Gather every line in the records below that contains the string "stone" and copy each of those lines. Letter case counts when matching.

━━━━━━

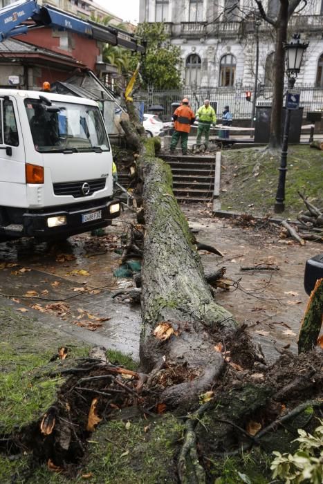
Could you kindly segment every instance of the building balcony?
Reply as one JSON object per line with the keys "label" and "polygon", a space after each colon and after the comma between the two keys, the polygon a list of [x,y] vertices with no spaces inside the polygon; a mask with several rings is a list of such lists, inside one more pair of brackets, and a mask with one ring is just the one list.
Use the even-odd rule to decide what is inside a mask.
{"label": "building balcony", "polygon": [[203,37],[235,37],[239,32],[241,22],[181,22],[165,24],[166,32],[173,38],[201,39]]}
{"label": "building balcony", "polygon": [[322,32],[323,15],[293,15],[289,26],[297,32]]}

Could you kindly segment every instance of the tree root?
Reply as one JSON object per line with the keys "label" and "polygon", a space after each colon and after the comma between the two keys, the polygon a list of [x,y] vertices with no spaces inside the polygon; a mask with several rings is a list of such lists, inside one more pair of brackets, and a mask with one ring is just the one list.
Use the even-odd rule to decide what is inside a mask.
{"label": "tree root", "polygon": [[188,483],[192,482],[196,484],[205,484],[205,473],[199,461],[194,422],[187,420],[185,425],[184,443],[181,449],[177,461],[179,481],[183,484],[188,484]]}

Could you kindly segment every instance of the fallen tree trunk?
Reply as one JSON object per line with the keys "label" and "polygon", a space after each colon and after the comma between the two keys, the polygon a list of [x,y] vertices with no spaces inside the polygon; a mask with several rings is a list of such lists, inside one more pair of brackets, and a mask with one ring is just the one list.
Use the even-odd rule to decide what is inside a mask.
{"label": "fallen tree trunk", "polygon": [[[169,371],[160,401],[169,407],[189,407],[222,371],[223,359],[214,344],[232,338],[237,325],[214,301],[194,238],[172,194],[170,167],[149,154],[138,159],[146,221],[140,366],[145,373],[156,372],[159,382],[165,378],[164,362],[169,368],[182,365],[183,381],[172,382]],[[177,335],[158,339],[154,331],[162,322]]]}

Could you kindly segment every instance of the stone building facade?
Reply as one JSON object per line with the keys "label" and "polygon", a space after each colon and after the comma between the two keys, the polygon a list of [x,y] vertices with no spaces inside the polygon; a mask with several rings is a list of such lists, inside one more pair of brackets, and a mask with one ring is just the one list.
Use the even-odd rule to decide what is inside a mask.
{"label": "stone building facade", "polygon": [[[264,0],[275,16],[279,0]],[[323,0],[302,2],[289,24],[309,41],[297,84],[323,89]],[[274,41],[271,26],[257,21],[253,0],[140,0],[140,22],[163,21],[172,42],[181,47],[183,79],[187,86],[229,88],[255,84],[256,45],[258,80],[273,81]],[[243,20],[244,19],[244,20]]]}

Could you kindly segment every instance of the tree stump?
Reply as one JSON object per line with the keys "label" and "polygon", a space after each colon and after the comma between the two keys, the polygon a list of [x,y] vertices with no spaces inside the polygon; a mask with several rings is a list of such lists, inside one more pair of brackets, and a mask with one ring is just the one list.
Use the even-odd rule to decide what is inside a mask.
{"label": "tree stump", "polygon": [[298,338],[298,353],[307,353],[316,346],[323,318],[323,279],[316,281],[311,293]]}

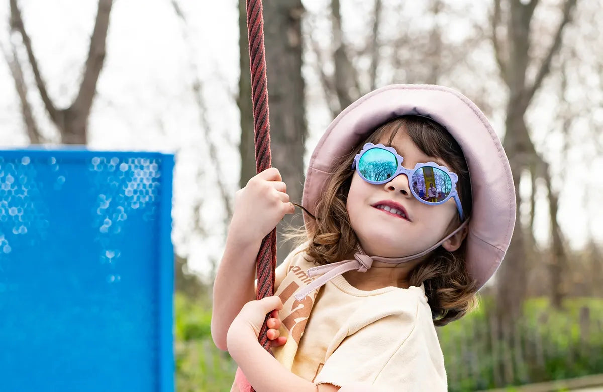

━━━━━━

▸ Correct output
Could you kindly segment every instance of the stone building facade?
{"label": "stone building facade", "polygon": [[[264,0],[275,16],[279,0]],[[323,0],[302,2],[289,24],[309,41],[297,84],[323,89]],[[274,41],[271,26],[257,21],[253,0],[140,0],[140,22],[163,21],[172,42],[181,47],[183,79],[187,86],[229,88],[255,84],[256,45],[258,80],[273,81]],[[243,20],[244,19],[244,20]]]}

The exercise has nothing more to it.